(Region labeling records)
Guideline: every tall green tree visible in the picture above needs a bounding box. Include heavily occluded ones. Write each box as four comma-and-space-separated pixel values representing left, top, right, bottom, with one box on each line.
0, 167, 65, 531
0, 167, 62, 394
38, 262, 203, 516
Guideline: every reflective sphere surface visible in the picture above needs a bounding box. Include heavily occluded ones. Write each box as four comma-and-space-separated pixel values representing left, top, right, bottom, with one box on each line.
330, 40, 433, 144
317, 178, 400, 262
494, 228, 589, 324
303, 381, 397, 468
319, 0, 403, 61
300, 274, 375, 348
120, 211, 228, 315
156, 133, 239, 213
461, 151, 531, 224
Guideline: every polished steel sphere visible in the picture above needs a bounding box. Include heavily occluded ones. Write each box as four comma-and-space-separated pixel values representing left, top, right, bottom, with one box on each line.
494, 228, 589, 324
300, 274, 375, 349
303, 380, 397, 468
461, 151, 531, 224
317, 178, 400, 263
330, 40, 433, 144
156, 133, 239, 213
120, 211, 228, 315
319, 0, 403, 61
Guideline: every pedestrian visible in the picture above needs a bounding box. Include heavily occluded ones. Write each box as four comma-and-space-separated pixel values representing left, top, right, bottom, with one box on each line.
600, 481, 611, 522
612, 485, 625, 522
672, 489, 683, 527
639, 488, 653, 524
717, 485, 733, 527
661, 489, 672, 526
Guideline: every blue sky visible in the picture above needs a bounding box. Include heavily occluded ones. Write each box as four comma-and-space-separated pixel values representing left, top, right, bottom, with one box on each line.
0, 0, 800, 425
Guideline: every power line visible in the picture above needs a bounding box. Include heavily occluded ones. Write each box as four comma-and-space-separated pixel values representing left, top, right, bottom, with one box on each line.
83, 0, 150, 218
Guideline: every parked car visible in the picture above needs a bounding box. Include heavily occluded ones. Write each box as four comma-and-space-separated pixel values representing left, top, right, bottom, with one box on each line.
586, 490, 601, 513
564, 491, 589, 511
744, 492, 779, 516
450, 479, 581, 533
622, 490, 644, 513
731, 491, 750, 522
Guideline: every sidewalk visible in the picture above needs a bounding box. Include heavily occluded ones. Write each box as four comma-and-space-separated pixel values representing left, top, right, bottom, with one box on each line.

* [WHAT THE TASK REQUIRES]: Reproduce the data above in full, replacing each instance of "heavily occluded" with "partially hidden" and keeping every other character unchanged.

* [THE ANSWER]:
Guideline: every tall green tree visible in the picture above needs a bounding box. Include partially hidden ones. Write each box as four comma-and-space-separated pixel values representing left, top, right, bottom, with one box on each line.
0, 167, 65, 531
0, 167, 62, 394
38, 262, 203, 516
Guideline: every reflective sphere surface visible in the picture above needs a bounding box. Include partially hidden ones. Write each box as four comma-and-space-separated pixel values representing left, top, right, bottom, with one box on each line.
330, 40, 433, 144
317, 178, 400, 262
494, 228, 589, 324
303, 381, 397, 468
319, 0, 403, 61
300, 274, 375, 348
120, 211, 228, 315
156, 133, 239, 213
461, 151, 531, 224
Guideline: every polished steel sphere visible in the picture above needs a bounding box. Include partially hidden ones. Write each box as four comma-and-space-separated pixel values representing left, top, right, bottom, with one box on each line.
494, 228, 589, 324
300, 274, 375, 349
303, 380, 397, 468
461, 151, 531, 224
317, 178, 400, 263
330, 40, 433, 144
156, 133, 239, 213
120, 211, 228, 315
319, 0, 403, 61
Guideline: every pedestrian visible in the picture above needs a bounding box. Include partially hidden ones. Write each box as four comma-and-space-separated pixel values representing left, top, right, bottom, with one box on each line.
600, 481, 611, 522
612, 485, 625, 522
672, 489, 683, 527
639, 488, 653, 524
717, 485, 733, 527
661, 489, 672, 526
Guideline: every blue sky visible in the picture above needs a bounding box. Include partially hidden ones. Write each box as four comma-and-space-separated pixel values representing left, top, right, bottom, with one box on each line.
0, 0, 800, 425
Guideline: every power line visible in the picture above needs a bounding box. Include partially hidden ones. Write each box as four comma-and-space-separated pixel values representing left, top, right, bottom, with one box on each line.
83, 0, 150, 218
Guideline: every parked car visible in the picture above needs a bounding box. Include partially hidden ones. Write each box as four comma-and-space-separated pixel values representing left, top, right, bottom, with one box on each line.
586, 490, 601, 513
564, 491, 589, 511
744, 492, 779, 516
450, 479, 581, 533
622, 490, 644, 513
731, 491, 750, 522
Guideline: every sidewalk visible in the picture above needs a bounding box. Include partially hidden ones. Write each box as four comma-and-space-separated pixel values representing left, top, right, bottom, with one box on each line.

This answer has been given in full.